Görev: Metin bölümüne göre Shakespeare'i bile şaşırtacak güçte olan soru hangisidir?

Metin Bölümü:

....................

Aynı dilde konuşurken bile ulaşamadığımız anlam, karşı dile çevirilince anlaşılacak umuduyla yaşıyoruz hayatı… Haber niteliği olmayan tali yol işler, anayolları kapatmaya hazır medyanın kıskacında…
Malzemesini oluşturduğu dün, bugün, belki de yarın talan içindeki memleketi meşrulaştırmaktan öteye gitmiyor. Talan içindeki gezegeni, bozuk yıkık dilden uzaklaştırmaya ve aynı dili konuşmadığımız için ötekileştirildiğimiz, bir ‘dil’ sorunsalına itiyor… Ötededir aslında içinde bulunduğumuz durum. Kiri, tozu, çamuru ve çelişkiyi kapatmaya hazırız ama… Tek çözüm belki de ifade özgürlüğü değildir: Çelişkiyi kapalı ‘ara bölge’ odalarına sığdırmaya çalışırken, bir ‘dil’ probleminin temelinde ‘huzur’ bulduğumuz yanılgısıyla geçiyor gün bu yerde… Ve dünya bizi izliyormuş gibi halleriniyoruz…
Ve sizin idame ettirdiğiniz itibarınız anlam buluyor belki de sadece, çünkü evren sizin etrafınızda dönüyor sanıyorsunuz... Nereye gittiğini bilmediğimiz muamma çukurdan çıkarmaya çalıştığınız kemikler bile yetmiyor, çeviri eksik kalıyor, olmuyor... Tutturamıyoruz masumiyeti, işi raconuna göre yapıyoruz bir yerde… Yetmiyor içten içe her gün artan nefret, bunu kapatmaya çalıştığınız yüzsüzlüğünüz yetmiyor... Bu hastalıklı kültür, bir ‘isim’ sorunsalı…
‘Bir isimde ne vardır?’ Shakespeare’i bile şaşırtacak güçte… Adını değiştirerek ‘geliştirdiğinizi’ düşündüğünüz tüm yerler, kelimeler, hisler, ‘barış’ ve iyi niyetli görünürmüş gibi durduğunuz o çok önemli nokta hesap sormak isteyince ‘güzel’ bir yerde yaşamadığımızı anlıyoruz… Kapalı odalarda yaptığımız açık öteki dünya temasları, bir tatilden öte değildir aslında.

....................

Toplanan Veriler:
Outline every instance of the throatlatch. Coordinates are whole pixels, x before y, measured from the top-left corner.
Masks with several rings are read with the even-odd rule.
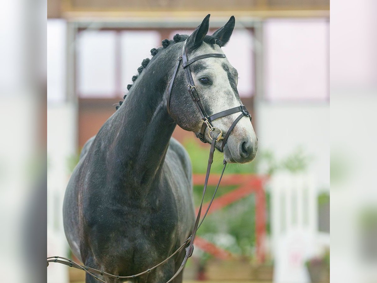
[[[222,171],[221,174],[220,175],[220,178],[219,180],[219,182],[218,183],[216,188],[215,189],[215,191],[214,192],[211,201],[210,201],[210,203],[207,207],[205,212],[204,213],[203,217],[202,218],[202,220],[201,221],[200,216],[203,206],[203,203],[204,201],[204,195],[205,194],[205,191],[207,188],[207,184],[208,183],[208,179],[209,177],[210,172],[211,171],[211,166],[212,165],[212,163],[213,161],[213,153],[215,152],[215,146],[216,145],[216,143],[222,140],[222,144],[221,145],[221,151],[222,152],[223,151],[224,151],[224,146],[226,143],[227,140],[228,140],[228,138],[229,137],[229,135],[230,134],[231,132],[236,126],[236,125],[238,122],[238,121],[239,121],[241,119],[241,118],[244,116],[249,117],[250,118],[250,121],[251,121],[251,118],[250,116],[250,114],[246,109],[246,107],[244,105],[240,105],[239,106],[237,106],[236,107],[234,107],[233,108],[231,108],[230,109],[228,109],[227,110],[225,110],[224,111],[219,112],[218,113],[215,114],[213,114],[211,116],[208,116],[206,114],[204,108],[203,107],[203,105],[202,105],[202,103],[200,100],[200,98],[198,95],[198,91],[196,89],[196,88],[195,86],[195,84],[194,83],[194,80],[193,79],[192,76],[191,75],[191,72],[190,71],[189,66],[190,64],[194,62],[201,59],[204,59],[204,58],[207,58],[210,57],[225,58],[226,56],[225,56],[225,55],[224,54],[218,53],[205,54],[202,55],[199,55],[199,56],[193,58],[190,60],[188,60],[187,55],[187,51],[186,48],[186,42],[187,40],[185,41],[184,43],[183,44],[183,47],[182,50],[182,54],[178,58],[178,62],[177,63],[177,65],[176,65],[175,68],[174,69],[174,72],[173,73],[173,77],[172,78],[170,85],[169,86],[169,88],[168,91],[167,105],[167,107],[168,113],[169,115],[170,115],[170,96],[172,92],[172,88],[173,88],[173,85],[174,82],[174,79],[176,75],[177,72],[178,71],[178,68],[179,68],[179,65],[180,65],[181,61],[182,61],[182,67],[185,71],[185,72],[186,74],[186,76],[187,77],[187,80],[188,82],[188,84],[187,85],[187,90],[188,91],[190,95],[191,96],[193,101],[194,102],[195,105],[198,108],[198,109],[199,111],[199,113],[200,113],[202,117],[202,120],[203,121],[200,132],[198,135],[198,137],[199,138],[202,142],[204,143],[207,142],[204,139],[204,135],[206,129],[208,128],[208,136],[210,138],[210,140],[211,141],[211,149],[210,150],[209,156],[208,157],[208,164],[207,166],[207,171],[205,174],[205,179],[204,180],[204,185],[203,189],[203,194],[202,197],[201,201],[200,203],[200,206],[199,207],[198,215],[196,216],[196,218],[195,221],[195,224],[194,225],[194,228],[193,229],[191,235],[187,238],[187,239],[182,243],[181,246],[178,248],[178,249],[176,250],[174,252],[164,260],[163,261],[161,261],[159,263],[153,267],[152,267],[150,268],[149,268],[146,270],[143,271],[143,272],[141,272],[134,275],[131,275],[127,276],[117,276],[110,274],[110,273],[107,273],[101,270],[99,270],[94,268],[92,268],[89,267],[89,266],[81,265],[74,261],[71,259],[59,256],[50,257],[48,257],[48,266],[49,265],[49,263],[50,262],[57,262],[59,263],[62,263],[66,265],[68,265],[71,267],[74,267],[76,268],[82,269],[86,272],[87,274],[92,276],[97,280],[98,280],[101,282],[104,282],[104,283],[106,283],[106,281],[104,281],[100,278],[99,278],[98,276],[95,275],[95,274],[100,275],[103,276],[106,276],[110,278],[115,278],[116,279],[135,278],[136,277],[145,274],[146,273],[148,273],[164,263],[169,259],[171,258],[178,252],[182,250],[184,248],[187,246],[187,245],[188,244],[188,246],[187,246],[185,248],[186,255],[185,255],[184,258],[183,259],[183,261],[182,261],[182,264],[181,265],[181,266],[179,266],[179,268],[177,271],[174,274],[173,277],[172,277],[169,281],[166,282],[166,283],[170,283],[173,281],[175,278],[178,276],[179,273],[181,273],[181,272],[182,271],[182,270],[183,269],[183,268],[184,267],[185,265],[186,264],[186,263],[187,262],[187,260],[188,258],[192,255],[193,252],[194,251],[194,240],[195,240],[195,237],[196,234],[196,231],[198,231],[199,227],[200,227],[200,225],[201,225],[202,223],[203,223],[203,221],[204,220],[204,218],[205,218],[205,216],[207,215],[207,214],[208,212],[208,211],[209,210],[210,208],[211,207],[211,205],[212,204],[212,202],[215,199],[215,195],[216,194],[216,192],[217,192],[217,190],[219,188],[219,186],[220,185],[220,183],[221,181],[221,178],[222,178],[222,175],[224,174],[224,171],[225,170],[225,168],[227,166],[227,161],[224,160],[223,161],[224,166],[223,167]],[[223,137],[223,133],[221,130],[218,128],[214,127],[211,122],[212,121],[216,120],[216,119],[218,119],[219,118],[221,118],[222,117],[224,117],[226,116],[228,116],[228,115],[230,115],[238,112],[241,112],[241,113],[234,121],[233,123],[232,124],[230,127],[227,132],[227,133],[225,135],[225,136]],[[211,135],[211,132],[213,132],[215,130],[218,130],[219,133],[217,136],[215,135],[215,136],[213,137]]]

....................

Görevin Çözümü: “Bir isimde ne vardır?” sorusu.